**Goal**
Find every line in the records that contains the word "pixels" and copy each one out in full.

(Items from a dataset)
## START

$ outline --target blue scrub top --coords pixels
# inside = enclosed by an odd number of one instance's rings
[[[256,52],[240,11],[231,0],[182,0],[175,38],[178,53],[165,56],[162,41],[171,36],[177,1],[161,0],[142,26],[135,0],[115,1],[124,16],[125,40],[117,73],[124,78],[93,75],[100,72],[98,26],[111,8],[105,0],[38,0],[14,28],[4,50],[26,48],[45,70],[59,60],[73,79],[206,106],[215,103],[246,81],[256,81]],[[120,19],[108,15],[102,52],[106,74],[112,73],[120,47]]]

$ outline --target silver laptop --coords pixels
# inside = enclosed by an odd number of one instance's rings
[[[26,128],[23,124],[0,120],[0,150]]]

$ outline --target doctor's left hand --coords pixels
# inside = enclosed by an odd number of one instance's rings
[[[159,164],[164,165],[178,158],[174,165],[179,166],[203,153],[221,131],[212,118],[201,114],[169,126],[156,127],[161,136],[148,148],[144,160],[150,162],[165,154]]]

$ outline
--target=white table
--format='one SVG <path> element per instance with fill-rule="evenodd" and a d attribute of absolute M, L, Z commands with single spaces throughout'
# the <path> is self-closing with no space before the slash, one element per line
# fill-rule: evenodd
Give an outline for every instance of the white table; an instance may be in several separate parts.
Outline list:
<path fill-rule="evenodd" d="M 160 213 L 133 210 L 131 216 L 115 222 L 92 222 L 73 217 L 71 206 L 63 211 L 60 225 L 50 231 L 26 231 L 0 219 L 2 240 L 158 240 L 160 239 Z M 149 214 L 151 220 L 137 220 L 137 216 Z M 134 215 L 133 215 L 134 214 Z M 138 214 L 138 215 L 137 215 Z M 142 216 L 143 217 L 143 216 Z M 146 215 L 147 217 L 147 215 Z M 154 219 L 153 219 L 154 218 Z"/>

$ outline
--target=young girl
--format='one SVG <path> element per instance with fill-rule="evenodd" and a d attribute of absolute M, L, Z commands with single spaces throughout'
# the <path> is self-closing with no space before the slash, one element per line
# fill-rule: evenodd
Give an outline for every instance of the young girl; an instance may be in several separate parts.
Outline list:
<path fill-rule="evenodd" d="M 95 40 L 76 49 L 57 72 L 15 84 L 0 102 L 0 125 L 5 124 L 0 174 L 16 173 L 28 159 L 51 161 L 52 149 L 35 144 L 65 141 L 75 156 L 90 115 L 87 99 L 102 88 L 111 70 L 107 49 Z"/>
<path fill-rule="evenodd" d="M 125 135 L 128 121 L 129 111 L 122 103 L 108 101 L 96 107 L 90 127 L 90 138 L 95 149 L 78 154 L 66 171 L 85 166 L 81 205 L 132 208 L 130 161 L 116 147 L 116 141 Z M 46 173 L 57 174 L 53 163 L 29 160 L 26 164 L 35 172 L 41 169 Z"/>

## END

**The result**
$ outline --target blue scrub top --coords pixels
$ outline --target silver laptop --coords pixels
$ outline --target doctor's left hand --coords pixels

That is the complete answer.